GIVEN INFORMATION

(begin)

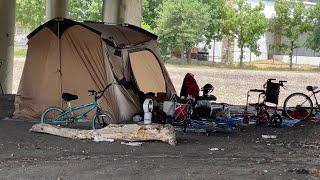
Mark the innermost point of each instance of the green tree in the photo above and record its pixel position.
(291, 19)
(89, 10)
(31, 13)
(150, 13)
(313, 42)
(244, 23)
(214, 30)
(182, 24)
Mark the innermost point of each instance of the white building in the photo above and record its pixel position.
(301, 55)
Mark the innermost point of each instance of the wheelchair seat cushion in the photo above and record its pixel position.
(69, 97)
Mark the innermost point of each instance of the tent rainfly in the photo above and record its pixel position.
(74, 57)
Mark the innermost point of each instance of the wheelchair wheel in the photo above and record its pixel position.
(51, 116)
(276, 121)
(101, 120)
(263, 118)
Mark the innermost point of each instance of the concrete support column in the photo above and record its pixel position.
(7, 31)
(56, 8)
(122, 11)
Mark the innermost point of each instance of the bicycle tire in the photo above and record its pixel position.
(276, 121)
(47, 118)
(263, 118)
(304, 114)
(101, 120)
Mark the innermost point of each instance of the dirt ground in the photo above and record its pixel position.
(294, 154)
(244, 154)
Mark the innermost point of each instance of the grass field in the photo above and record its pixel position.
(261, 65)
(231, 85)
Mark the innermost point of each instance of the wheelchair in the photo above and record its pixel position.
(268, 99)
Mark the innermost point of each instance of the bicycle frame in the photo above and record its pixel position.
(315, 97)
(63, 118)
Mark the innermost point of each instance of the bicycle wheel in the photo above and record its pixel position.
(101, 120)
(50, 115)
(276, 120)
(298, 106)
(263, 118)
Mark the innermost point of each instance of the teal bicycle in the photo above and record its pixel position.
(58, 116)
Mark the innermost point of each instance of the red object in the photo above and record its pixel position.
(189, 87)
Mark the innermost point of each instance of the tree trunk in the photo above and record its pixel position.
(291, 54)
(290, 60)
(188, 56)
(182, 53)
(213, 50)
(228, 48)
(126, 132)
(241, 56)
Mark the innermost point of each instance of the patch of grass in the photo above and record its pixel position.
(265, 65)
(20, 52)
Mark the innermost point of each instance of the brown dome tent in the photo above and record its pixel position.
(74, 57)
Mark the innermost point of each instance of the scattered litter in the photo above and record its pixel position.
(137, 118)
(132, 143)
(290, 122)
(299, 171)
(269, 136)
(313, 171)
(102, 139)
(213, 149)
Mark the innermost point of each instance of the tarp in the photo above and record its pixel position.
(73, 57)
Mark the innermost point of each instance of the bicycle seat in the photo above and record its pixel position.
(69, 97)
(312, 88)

(end)
(begin)

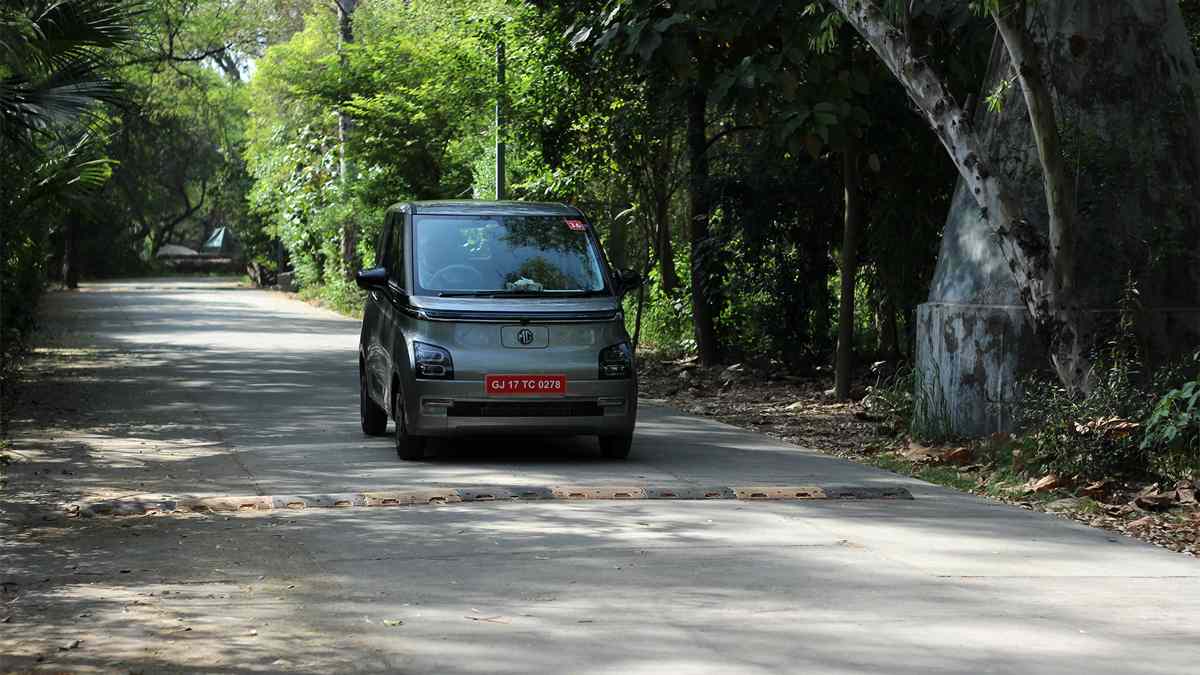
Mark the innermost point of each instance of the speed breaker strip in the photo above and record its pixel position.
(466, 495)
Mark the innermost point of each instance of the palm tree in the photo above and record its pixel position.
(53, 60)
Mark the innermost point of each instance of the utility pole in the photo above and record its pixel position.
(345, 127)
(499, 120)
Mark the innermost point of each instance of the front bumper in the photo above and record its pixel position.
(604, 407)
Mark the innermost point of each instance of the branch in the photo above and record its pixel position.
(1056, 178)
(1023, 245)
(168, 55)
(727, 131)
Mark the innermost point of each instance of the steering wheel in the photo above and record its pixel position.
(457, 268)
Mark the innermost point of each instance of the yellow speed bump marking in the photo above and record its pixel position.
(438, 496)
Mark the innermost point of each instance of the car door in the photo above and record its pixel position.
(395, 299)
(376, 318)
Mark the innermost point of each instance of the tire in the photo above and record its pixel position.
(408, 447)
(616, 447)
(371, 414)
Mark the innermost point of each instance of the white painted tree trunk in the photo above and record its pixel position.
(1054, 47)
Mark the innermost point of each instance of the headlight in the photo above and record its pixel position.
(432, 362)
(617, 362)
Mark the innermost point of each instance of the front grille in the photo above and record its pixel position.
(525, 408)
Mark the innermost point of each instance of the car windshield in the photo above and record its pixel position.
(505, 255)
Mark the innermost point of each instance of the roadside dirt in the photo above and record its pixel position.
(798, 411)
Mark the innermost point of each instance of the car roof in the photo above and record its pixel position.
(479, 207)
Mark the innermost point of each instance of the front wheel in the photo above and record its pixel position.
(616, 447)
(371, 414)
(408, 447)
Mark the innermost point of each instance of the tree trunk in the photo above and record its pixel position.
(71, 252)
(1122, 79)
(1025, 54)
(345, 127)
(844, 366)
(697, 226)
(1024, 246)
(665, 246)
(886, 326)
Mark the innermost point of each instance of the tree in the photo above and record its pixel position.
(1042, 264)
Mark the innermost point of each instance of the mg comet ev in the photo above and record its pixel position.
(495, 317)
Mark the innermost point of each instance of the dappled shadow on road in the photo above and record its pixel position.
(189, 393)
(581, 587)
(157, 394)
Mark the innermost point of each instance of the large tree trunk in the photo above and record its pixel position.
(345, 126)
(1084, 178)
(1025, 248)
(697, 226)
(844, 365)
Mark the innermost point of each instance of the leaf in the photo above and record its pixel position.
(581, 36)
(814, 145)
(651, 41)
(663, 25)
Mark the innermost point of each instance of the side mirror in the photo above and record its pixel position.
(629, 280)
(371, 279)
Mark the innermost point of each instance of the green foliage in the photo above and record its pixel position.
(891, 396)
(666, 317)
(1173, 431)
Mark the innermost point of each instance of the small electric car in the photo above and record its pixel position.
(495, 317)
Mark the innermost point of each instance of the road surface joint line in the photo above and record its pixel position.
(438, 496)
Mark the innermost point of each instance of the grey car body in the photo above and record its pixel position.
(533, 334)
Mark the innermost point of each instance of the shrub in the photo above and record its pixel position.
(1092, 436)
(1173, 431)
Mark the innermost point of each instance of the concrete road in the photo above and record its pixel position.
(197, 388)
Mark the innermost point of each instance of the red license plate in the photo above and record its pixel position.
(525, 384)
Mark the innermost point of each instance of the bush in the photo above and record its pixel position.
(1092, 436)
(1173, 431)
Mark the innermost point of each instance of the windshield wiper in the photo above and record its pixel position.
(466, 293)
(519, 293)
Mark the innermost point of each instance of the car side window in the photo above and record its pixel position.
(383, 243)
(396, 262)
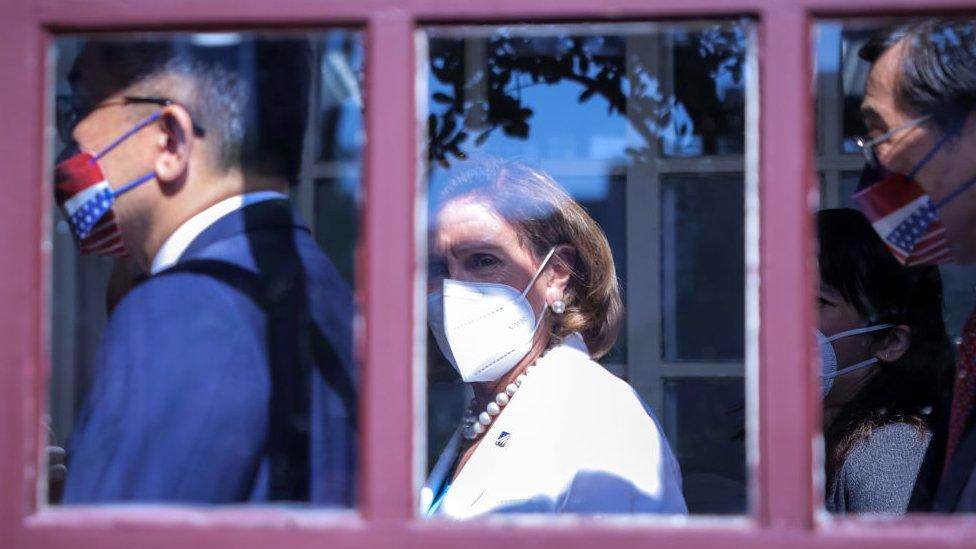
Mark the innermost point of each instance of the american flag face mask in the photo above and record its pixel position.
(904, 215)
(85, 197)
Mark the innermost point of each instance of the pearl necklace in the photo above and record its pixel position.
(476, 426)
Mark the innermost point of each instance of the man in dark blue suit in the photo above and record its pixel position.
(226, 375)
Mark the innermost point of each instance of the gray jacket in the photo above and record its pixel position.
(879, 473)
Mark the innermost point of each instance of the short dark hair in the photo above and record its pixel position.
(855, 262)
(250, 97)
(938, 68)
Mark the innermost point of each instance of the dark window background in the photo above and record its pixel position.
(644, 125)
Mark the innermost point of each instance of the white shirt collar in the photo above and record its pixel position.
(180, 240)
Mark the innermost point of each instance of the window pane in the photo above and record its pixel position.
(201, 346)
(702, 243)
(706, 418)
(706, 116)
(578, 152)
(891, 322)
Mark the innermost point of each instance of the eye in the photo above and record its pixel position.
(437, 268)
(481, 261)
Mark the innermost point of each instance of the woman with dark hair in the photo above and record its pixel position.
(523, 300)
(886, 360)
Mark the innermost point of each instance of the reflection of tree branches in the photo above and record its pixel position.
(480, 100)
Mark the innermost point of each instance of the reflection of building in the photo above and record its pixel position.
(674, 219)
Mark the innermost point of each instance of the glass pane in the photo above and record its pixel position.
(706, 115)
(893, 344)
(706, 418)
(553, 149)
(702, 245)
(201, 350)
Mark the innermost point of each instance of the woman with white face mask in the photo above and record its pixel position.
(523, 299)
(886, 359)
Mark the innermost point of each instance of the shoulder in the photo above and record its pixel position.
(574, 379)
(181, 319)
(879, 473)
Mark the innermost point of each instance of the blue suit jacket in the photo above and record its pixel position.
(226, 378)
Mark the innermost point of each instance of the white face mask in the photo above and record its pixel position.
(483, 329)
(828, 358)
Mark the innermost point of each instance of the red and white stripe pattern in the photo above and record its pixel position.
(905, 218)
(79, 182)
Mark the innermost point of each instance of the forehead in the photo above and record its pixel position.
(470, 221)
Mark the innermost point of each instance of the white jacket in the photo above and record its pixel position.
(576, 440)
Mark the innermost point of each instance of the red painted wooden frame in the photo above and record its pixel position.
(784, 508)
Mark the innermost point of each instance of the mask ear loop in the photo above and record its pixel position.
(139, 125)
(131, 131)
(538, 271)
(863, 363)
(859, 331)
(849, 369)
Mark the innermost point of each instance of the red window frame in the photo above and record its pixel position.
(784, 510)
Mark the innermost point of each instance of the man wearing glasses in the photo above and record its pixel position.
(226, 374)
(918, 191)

(end)

Find every line in the records above that contains the string "with", matching case exactly, and copy each of those lines.

Mark the innermost point of each instance of the woman with dark hair in the photo above and record its pixel position.
Mark the innermost point of each instance of the woman with white face mask in the photo above and record its pixel position.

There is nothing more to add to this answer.